[Point-per-instance localization data]
---------------

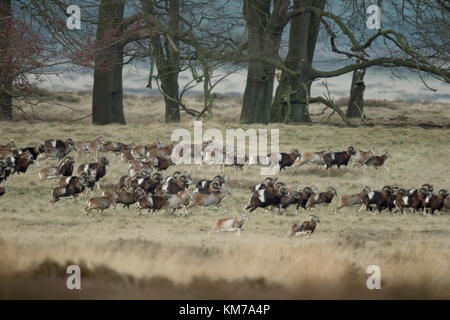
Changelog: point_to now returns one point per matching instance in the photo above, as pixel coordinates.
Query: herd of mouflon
(147, 189)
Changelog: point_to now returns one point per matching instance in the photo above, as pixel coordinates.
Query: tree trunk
(107, 97)
(168, 60)
(264, 38)
(288, 105)
(6, 81)
(356, 103)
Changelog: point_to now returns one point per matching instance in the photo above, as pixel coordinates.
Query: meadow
(125, 255)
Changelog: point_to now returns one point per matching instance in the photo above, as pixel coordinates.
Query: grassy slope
(413, 252)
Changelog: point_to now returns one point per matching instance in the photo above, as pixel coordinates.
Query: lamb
(338, 158)
(267, 197)
(214, 197)
(349, 200)
(379, 198)
(360, 157)
(22, 162)
(414, 199)
(4, 190)
(288, 159)
(229, 225)
(65, 169)
(310, 158)
(128, 198)
(377, 161)
(304, 195)
(436, 202)
(322, 197)
(98, 169)
(203, 185)
(153, 202)
(73, 188)
(304, 229)
(34, 151)
(101, 203)
(57, 149)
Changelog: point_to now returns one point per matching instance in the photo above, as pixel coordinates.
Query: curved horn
(156, 176)
(176, 174)
(215, 186)
(333, 190)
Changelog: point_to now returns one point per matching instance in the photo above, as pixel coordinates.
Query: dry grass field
(124, 255)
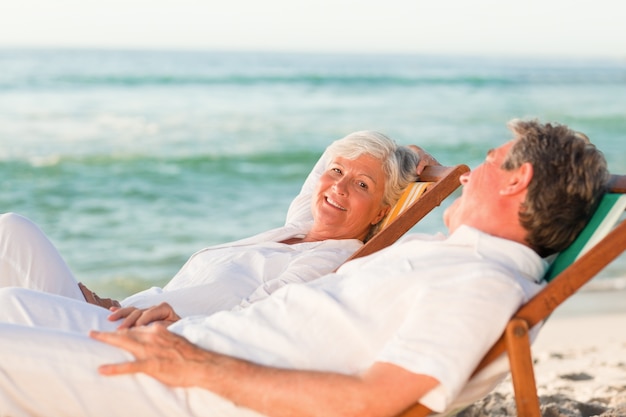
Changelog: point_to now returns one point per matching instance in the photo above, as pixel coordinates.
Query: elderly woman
(356, 181)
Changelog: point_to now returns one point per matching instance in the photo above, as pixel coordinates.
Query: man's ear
(518, 180)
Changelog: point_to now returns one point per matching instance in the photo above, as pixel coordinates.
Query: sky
(572, 28)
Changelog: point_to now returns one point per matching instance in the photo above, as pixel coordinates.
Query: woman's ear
(518, 180)
(381, 215)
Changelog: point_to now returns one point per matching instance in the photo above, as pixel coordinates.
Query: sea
(131, 160)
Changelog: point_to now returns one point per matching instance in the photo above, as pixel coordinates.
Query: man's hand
(384, 389)
(425, 159)
(163, 314)
(158, 352)
(92, 298)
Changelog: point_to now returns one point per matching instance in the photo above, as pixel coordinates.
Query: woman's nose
(340, 186)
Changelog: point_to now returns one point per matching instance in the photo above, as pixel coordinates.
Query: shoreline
(579, 361)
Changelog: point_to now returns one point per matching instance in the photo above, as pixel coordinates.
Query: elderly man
(408, 323)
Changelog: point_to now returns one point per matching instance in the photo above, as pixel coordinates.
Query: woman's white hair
(398, 162)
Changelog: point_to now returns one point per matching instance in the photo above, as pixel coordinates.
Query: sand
(580, 362)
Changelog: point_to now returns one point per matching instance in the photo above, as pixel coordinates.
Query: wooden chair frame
(515, 339)
(445, 180)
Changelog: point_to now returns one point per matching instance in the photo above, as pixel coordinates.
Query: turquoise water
(132, 160)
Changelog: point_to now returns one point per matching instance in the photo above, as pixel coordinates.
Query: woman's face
(349, 198)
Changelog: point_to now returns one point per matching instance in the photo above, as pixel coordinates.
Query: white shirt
(406, 305)
(242, 272)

---------------

> [DIRECTIONS FOR THIS TASK] Repeat exactly, please: transcribe each entry and leave out the pictures.

> [ANSWER TO THE EXERCISE]
Changelog: point_to now returns one point per matching instance in the photo above, as pixel coordinates.
Query: herd of mouflon
(147, 189)
Changelog: point_to now returns one point per matching instance in the photo above, as pixel coordinates.
Query: tree trunk
(107, 97)
(168, 60)
(264, 38)
(288, 105)
(6, 81)
(356, 103)
Changelog: point_to now returns one point per matching instance in the photo above, as pixel coordinates.
Query: meadow
(125, 255)
Changelog: point_to now returns one point per matching instance in the photo above, as pixel coordinates.
Query: grassy slope
(413, 252)
Changelog: point_to now returns one point per matching instance in the photo above, as pixel coordinates.
Query: lamb
(338, 158)
(267, 197)
(214, 197)
(349, 200)
(379, 198)
(360, 157)
(22, 162)
(414, 199)
(4, 190)
(288, 159)
(229, 225)
(65, 169)
(310, 158)
(128, 198)
(377, 161)
(304, 195)
(436, 202)
(322, 197)
(98, 169)
(203, 185)
(153, 202)
(73, 188)
(304, 229)
(34, 151)
(101, 203)
(57, 149)
Changelog: point_to now returns one point per matching instance in the photo above, as pixel coordinates.
Query: curved horn
(156, 176)
(176, 174)
(215, 186)
(333, 190)
Changelog: point_to now returns one point per matching instance in the photo above, as pixel coordinates.
Query: dry grass field
(124, 255)
Changelog: point_to now returns one point per matching instance in the photo above, as pixel coordinates.
Query: elderly woman
(356, 181)
Changelog: point_to now returns one point per matching instance in the photo above, as pixel coordinates.
Query: man's ear
(518, 180)
Changelog: point_to now returns one point per matching instance in the photo above, as pixel coordinates.
Query: sky
(572, 28)
Changelog: point_to now returns one point per matching instance in the photo above, as pixel coordinates.
Query: woman's ear
(518, 180)
(381, 215)
Changelog: point_to now returns one point per matching instance in the photo above, as pixel coordinates.
Query: sea
(131, 160)
Changelog: point_to now returns one point per matching instance in the photo above, as pixel coordinates.
Query: man's hand
(384, 389)
(425, 159)
(163, 314)
(158, 352)
(92, 298)
Changelog: point_to now returns one point per matching instance in the photo above, as pixel coordinates.
Query: woman's nose
(340, 186)
Changelog: point_to now returns one point per matching instance in the photo above, as pixel coordinates.
Query: shoreline
(579, 361)
Changelog: point_to now returns one point per matching instance in the photo above, as pixel coordinates.
Query: elderly man
(408, 323)
Changelog: point_to now returns one point per matching instance in the photo above, as pixel coordinates.
Query: woman's white hair
(398, 162)
Changelog: point_to now returns one point per matching instance in the photo above, as pixel coordinates.
Query: sand
(580, 362)
Changelog: point_to now returns one point per matching instance in the photo above, as pixel coordinates.
Query: wooden chair frame
(515, 339)
(445, 180)
Changelog: point_to now returns one point per matching instance in the photo above, as pixel coordinates.
Query: turquoise water
(132, 160)
Changelog: point_to now returns one point per matching instance in the photo above, as pixel coordinates.
Query: woman's face
(349, 198)
Changelog: point_to now returns one point per matching instance in the photo above, as pixel coordinates.
Query: white shirt
(406, 305)
(242, 272)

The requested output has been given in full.